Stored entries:

════════

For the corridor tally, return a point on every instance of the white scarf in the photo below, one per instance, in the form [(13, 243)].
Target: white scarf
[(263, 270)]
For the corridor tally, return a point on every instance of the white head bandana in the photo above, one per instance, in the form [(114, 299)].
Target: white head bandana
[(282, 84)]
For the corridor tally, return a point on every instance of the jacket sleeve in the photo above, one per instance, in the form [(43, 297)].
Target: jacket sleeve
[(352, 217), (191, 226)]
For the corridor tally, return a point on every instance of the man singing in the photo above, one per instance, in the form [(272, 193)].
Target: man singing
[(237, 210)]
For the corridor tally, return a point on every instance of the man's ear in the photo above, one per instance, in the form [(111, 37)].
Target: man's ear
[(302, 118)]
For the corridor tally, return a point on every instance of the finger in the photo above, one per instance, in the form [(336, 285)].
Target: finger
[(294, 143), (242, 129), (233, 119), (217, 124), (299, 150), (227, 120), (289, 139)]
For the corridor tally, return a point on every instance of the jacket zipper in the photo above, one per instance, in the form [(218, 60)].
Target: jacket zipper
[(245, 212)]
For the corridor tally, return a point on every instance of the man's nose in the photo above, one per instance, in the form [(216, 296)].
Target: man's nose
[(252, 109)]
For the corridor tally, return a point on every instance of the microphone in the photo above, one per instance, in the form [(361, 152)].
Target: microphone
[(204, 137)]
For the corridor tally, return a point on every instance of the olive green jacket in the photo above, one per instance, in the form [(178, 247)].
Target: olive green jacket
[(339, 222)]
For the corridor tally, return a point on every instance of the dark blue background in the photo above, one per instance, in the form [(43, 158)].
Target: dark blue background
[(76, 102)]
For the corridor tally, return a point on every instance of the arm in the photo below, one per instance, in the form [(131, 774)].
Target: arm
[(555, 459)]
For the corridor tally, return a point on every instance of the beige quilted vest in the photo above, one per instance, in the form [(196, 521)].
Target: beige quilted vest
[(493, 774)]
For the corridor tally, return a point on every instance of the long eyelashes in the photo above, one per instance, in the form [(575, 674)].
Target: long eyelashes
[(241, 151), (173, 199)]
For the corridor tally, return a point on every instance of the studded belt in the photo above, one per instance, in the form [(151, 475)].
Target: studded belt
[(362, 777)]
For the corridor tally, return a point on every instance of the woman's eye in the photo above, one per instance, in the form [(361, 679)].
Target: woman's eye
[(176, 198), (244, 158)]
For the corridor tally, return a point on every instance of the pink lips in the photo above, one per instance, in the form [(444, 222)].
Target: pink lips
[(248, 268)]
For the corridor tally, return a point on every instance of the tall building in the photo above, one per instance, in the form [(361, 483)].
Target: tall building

════════

## Your objective:
In the data above, find the line with "Target: white head bandana" and the line with "form [(336, 285)].". Retype both, plus every line between them, exactly.

## Task output:
Target: white head bandana
[(282, 84)]
For the corridor tally, return a point on every instance of the jacket sleeve in the photo above, one per instance, in the form [(43, 297)].
Target: jacket sleeve
[(352, 217), (191, 226)]
For the corridor tally, return a point on every instance of the man singing in the photo above, one per instance, in the form [(272, 193)].
Target: man singing
[(237, 210)]
For the corridor tally, return a point on every instance of the man's ear in the photo above, one per instance, in the form [(111, 37)].
Target: man's ear
[(302, 118)]
For the corridor tally, return a point on every instance of the finger in the photo above, one per instance, in the form [(336, 285)].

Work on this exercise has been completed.